[start]
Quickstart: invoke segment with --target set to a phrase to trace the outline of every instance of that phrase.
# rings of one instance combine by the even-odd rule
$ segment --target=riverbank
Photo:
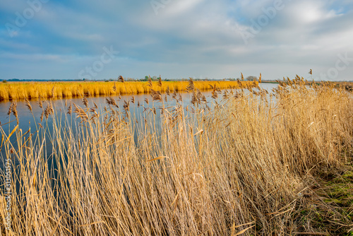
[[[188,81],[162,81],[158,86],[156,81],[151,82],[152,88],[167,93],[185,90]],[[219,89],[256,87],[253,81],[194,81],[195,88],[201,91]],[[148,94],[151,93],[149,82],[8,82],[0,83],[0,101],[8,100],[70,98],[83,96],[114,96],[119,95]]]
[[[350,94],[292,80],[273,92],[216,90],[205,101],[193,85],[191,102],[154,92],[152,107],[126,96],[100,109],[84,98],[65,103],[62,121],[49,100],[37,130],[1,126],[16,170],[15,233],[349,235]],[[6,204],[0,198],[0,216]]]

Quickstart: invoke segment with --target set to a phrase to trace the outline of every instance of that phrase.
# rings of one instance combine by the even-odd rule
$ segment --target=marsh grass
[[[8,134],[0,128],[3,158],[18,163],[11,189],[13,233],[1,225],[0,234],[331,232],[308,223],[310,218],[303,225],[300,212],[308,206],[303,194],[312,186],[308,179],[351,161],[349,94],[329,83],[308,88],[297,78],[273,93],[214,86],[215,98],[207,102],[191,80],[185,88],[192,102],[185,106],[175,88],[168,90],[167,102],[161,99],[164,83],[151,93],[152,107],[139,105],[144,112],[138,120],[130,110],[132,98],[119,108],[109,98],[102,110],[85,100],[83,106],[67,104],[64,122],[49,102],[53,129],[44,118],[38,126],[42,136],[16,129],[19,149],[5,141]],[[171,100],[176,102],[172,107]],[[49,157],[43,151],[47,143],[55,147]],[[1,221],[4,204],[1,196]],[[330,224],[349,230],[347,222]]]
[[[160,88],[165,93],[168,88],[176,92],[185,90],[187,81],[150,82],[152,88]],[[258,85],[258,83],[241,81],[195,81],[195,86],[201,91],[211,90],[210,85],[216,85],[221,89],[246,88]],[[0,101],[24,99],[62,99],[90,96],[113,96],[124,94],[148,94],[149,82],[125,81],[119,76],[116,82],[12,82],[0,83]]]

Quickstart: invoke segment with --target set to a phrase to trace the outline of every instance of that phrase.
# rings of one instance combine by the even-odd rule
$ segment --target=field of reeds
[[[133,97],[120,108],[107,98],[102,110],[83,98],[66,105],[67,122],[50,108],[37,131],[1,126],[13,231],[1,223],[0,235],[352,235],[353,206],[318,191],[328,189],[320,179],[345,175],[353,202],[352,94],[297,78],[273,92],[213,88],[206,101],[196,84],[183,88],[188,106],[176,92],[153,89],[154,106],[138,105],[141,119],[130,111]],[[28,105],[29,112],[37,105]],[[9,112],[13,119],[16,102]]]
[[[124,94],[148,94],[150,93],[148,82],[128,81],[124,78],[115,82],[8,82],[0,83],[0,101],[48,98],[80,98],[83,95],[111,96]],[[123,83],[121,83],[123,82]],[[157,87],[158,82],[152,82]],[[252,81],[195,81],[195,87],[201,91],[211,90],[210,85],[217,85],[220,89],[229,88],[256,87],[258,82]],[[161,90],[168,89],[181,92],[187,86],[187,81],[164,81]]]

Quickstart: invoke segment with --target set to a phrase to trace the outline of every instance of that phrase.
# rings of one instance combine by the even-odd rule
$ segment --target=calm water
[[[266,89],[268,90],[269,93],[272,91],[272,89],[274,88],[277,88],[277,84],[275,83],[262,83],[261,85],[261,87],[262,88]],[[208,101],[211,101],[211,92],[203,92],[203,94],[205,95],[206,97],[206,99]],[[143,115],[143,112],[144,108],[143,107],[138,107],[137,104],[138,102],[140,102],[141,105],[145,106],[145,107],[152,107],[152,98],[150,95],[135,95],[135,103],[130,103],[130,110],[132,114],[134,115],[134,117],[140,117]],[[163,95],[163,98],[164,97],[164,95]],[[187,106],[188,105],[190,105],[191,102],[191,94],[188,93],[182,93],[181,97],[183,99],[183,103],[184,106]],[[222,96],[220,95],[220,98],[218,98],[219,102],[222,100]],[[96,97],[96,98],[88,98],[88,103],[89,103],[89,107],[93,107],[94,103],[97,105],[98,106],[98,110],[102,110],[103,107],[107,105],[105,102],[105,98],[106,97]],[[115,99],[116,101],[117,98],[116,97],[112,97],[113,98]],[[119,102],[116,102],[117,105],[119,106],[119,107],[122,108],[124,101],[124,100],[130,100],[132,98],[132,95],[122,95],[121,96],[121,100],[120,100]],[[150,104],[148,105],[145,102],[145,99],[148,98],[148,100],[150,101]],[[175,100],[171,99],[171,97],[168,97],[168,105],[169,106],[174,106],[176,105]],[[56,114],[57,117],[56,118],[56,119],[61,119],[61,122],[69,122],[68,119],[71,119],[71,116],[73,117],[73,119],[75,119],[76,114],[73,114],[72,115],[67,115],[66,120],[65,119],[65,114],[67,112],[67,107],[68,107],[70,102],[73,102],[78,106],[81,107],[84,107],[84,105],[82,102],[82,99],[80,98],[72,98],[72,99],[68,99],[66,100],[67,105],[65,107],[65,100],[54,100],[52,101],[52,104],[54,106],[54,108],[55,110],[55,113]],[[13,116],[13,114],[8,115],[7,113],[8,112],[8,108],[11,104],[11,102],[8,101],[8,102],[0,102],[0,122],[1,124],[2,129],[5,131],[5,133],[6,134],[8,134],[17,125],[17,121],[16,117]],[[28,108],[26,107],[24,101],[18,101],[17,102],[17,110],[18,113],[18,117],[19,117],[19,127],[18,129],[21,129],[23,131],[23,134],[25,134],[28,129],[30,128],[31,132],[33,133],[35,131],[37,130],[37,126],[38,126],[38,123],[40,123],[40,117],[42,114],[42,108],[40,107],[38,105],[38,100],[31,100],[30,104],[32,105],[32,109],[33,111],[33,114],[32,114]],[[47,102],[43,102],[43,108],[45,109],[47,105],[48,105]],[[74,108],[73,108],[74,110]],[[158,112],[157,112],[158,114]],[[46,124],[46,122],[48,123],[48,128],[52,128],[52,117],[50,115],[47,119],[45,119],[45,117],[43,119],[42,124]],[[50,133],[50,132],[49,132]],[[2,134],[0,134],[0,140],[2,139]],[[4,138],[6,139],[6,138]],[[10,138],[10,141],[13,143],[15,148],[16,146],[16,136],[13,135],[11,136]],[[48,152],[50,153],[52,150],[52,147],[50,146],[50,142],[47,142],[47,146],[45,147],[46,149],[47,150],[47,154]],[[3,160],[4,158],[6,157],[6,153],[5,153],[5,148],[4,147],[1,148],[0,151],[0,167],[2,168],[3,167]],[[16,149],[16,148],[15,148]]]

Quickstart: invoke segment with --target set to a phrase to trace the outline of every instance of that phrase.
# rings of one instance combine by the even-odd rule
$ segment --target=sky
[[[349,81],[352,23],[352,0],[1,0],[0,80]]]

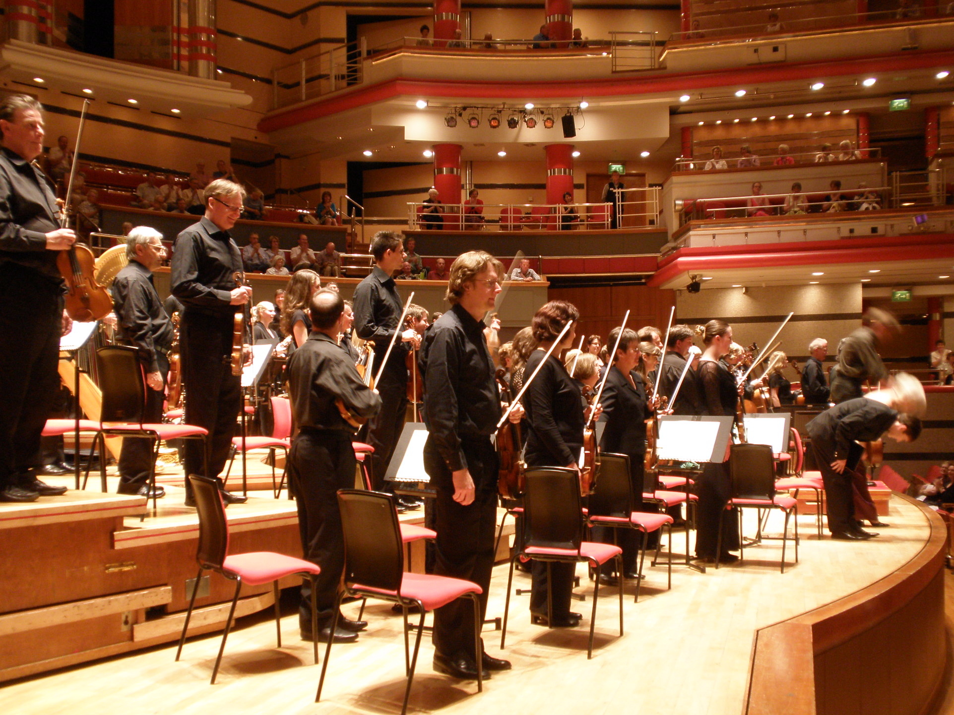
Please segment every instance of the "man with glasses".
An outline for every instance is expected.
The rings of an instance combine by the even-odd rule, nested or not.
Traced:
[[[126,238],[129,263],[113,281],[113,309],[122,344],[139,349],[146,374],[146,409],[142,421],[162,421],[166,378],[169,375],[169,348],[173,343],[173,324],[162,307],[162,299],[153,284],[153,271],[162,265],[166,249],[162,234],[149,226],[136,226]],[[138,494],[152,498],[149,473],[153,454],[147,438],[128,437],[119,453],[119,494]],[[156,497],[166,494],[156,487]]]
[[[241,214],[245,190],[227,179],[205,187],[205,215],[176,239],[171,282],[173,295],[182,301],[179,343],[182,349],[182,385],[185,421],[209,431],[206,441],[209,471],[202,462],[202,447],[196,439],[185,443],[186,474],[218,479],[225,466],[241,409],[241,377],[232,374],[232,335],[235,314],[252,297],[249,286],[237,286],[241,254],[229,235]],[[248,354],[251,356],[251,353]],[[225,491],[226,504],[246,498]],[[195,506],[186,483],[186,506]]]

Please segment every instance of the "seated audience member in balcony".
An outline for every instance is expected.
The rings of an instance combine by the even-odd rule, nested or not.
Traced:
[[[197,188],[201,191],[210,183],[212,183],[212,176],[210,176],[205,171],[205,162],[198,161],[196,163],[196,171],[189,174],[189,186],[192,186],[192,182],[196,181],[197,183]]]
[[[440,231],[444,228],[444,202],[437,197],[437,189],[427,192],[427,198],[422,203],[426,204],[421,212],[421,223],[429,231]]]
[[[251,218],[252,220],[259,221],[265,217],[265,202],[261,196],[262,194],[258,189],[249,192],[242,200],[242,218]]]
[[[477,190],[471,189],[464,202],[464,223],[484,223],[484,202],[477,198]]]
[[[748,207],[745,213],[750,216],[767,216],[772,214],[772,206],[769,204],[768,196],[762,191],[762,182],[756,181],[752,185],[752,195],[745,199]]]
[[[795,157],[788,155],[788,144],[778,145],[778,155],[772,163],[776,166],[790,166],[795,163]]]
[[[751,166],[758,166],[758,157],[752,153],[752,150],[749,149],[748,144],[743,144],[738,149],[738,153],[742,154],[738,159],[738,164],[736,165],[739,169],[745,169]]]
[[[342,255],[335,251],[335,242],[328,241],[318,255],[318,264],[316,270],[319,276],[331,276],[336,278],[342,276]]]
[[[835,154],[832,153],[832,145],[825,143],[821,145],[821,151],[815,154],[816,163],[821,161],[835,161]]]
[[[138,206],[140,209],[151,209],[156,197],[161,198],[162,193],[157,179],[156,172],[150,172],[146,174],[146,180],[135,187],[136,200],[133,202],[134,206]]]
[[[792,184],[792,193],[785,196],[785,204],[782,206],[782,210],[789,215],[808,213],[808,199],[801,193],[801,184],[799,182],[796,181]]]
[[[832,213],[846,211],[848,207],[844,194],[841,194],[841,182],[838,179],[832,179],[828,188],[830,193],[825,195],[824,203],[821,204],[821,211]]]
[[[705,171],[713,169],[728,169],[729,165],[722,158],[722,147],[713,147],[713,157],[706,162]]]
[[[529,258],[521,258],[520,267],[514,268],[513,273],[510,274],[510,280],[529,282],[531,280],[540,280],[540,276],[537,276],[536,271],[530,268]]]
[[[418,47],[433,47],[434,41],[430,39],[430,28],[426,25],[421,26],[421,36],[417,41]]]
[[[447,280],[450,274],[447,273],[446,266],[446,261],[444,258],[438,258],[435,267],[427,274],[427,280]]]
[[[292,249],[288,257],[289,262],[295,266],[296,271],[299,270],[300,263],[307,263],[310,268],[318,262],[318,256],[315,255],[315,252],[308,245],[308,235],[306,234],[299,234],[299,245]]]
[[[321,192],[321,203],[315,207],[315,215],[322,226],[338,225],[338,207],[331,200],[331,192]]]
[[[855,159],[861,158],[861,152],[852,150],[850,139],[842,139],[840,143],[839,143],[838,148],[840,150],[840,153],[838,155],[839,161],[854,161]]]
[[[285,256],[279,254],[272,258],[272,267],[265,271],[268,276],[288,276],[288,269],[285,268]]]
[[[571,231],[580,222],[580,214],[573,206],[573,194],[566,192],[563,194],[563,206],[560,207],[560,231]]]

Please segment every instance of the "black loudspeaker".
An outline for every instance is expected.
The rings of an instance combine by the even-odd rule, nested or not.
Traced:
[end]
- _GIVEN INSTRUCTION_
List every line above that contains the string "Please". Matching is case-sensitive.

- _OUTPUT BELOW_
Please segment every instance of the "man with glasses".
Please segment every instance of the "seated audience member in balcony".
Please segment every instance of the "black loudspeaker".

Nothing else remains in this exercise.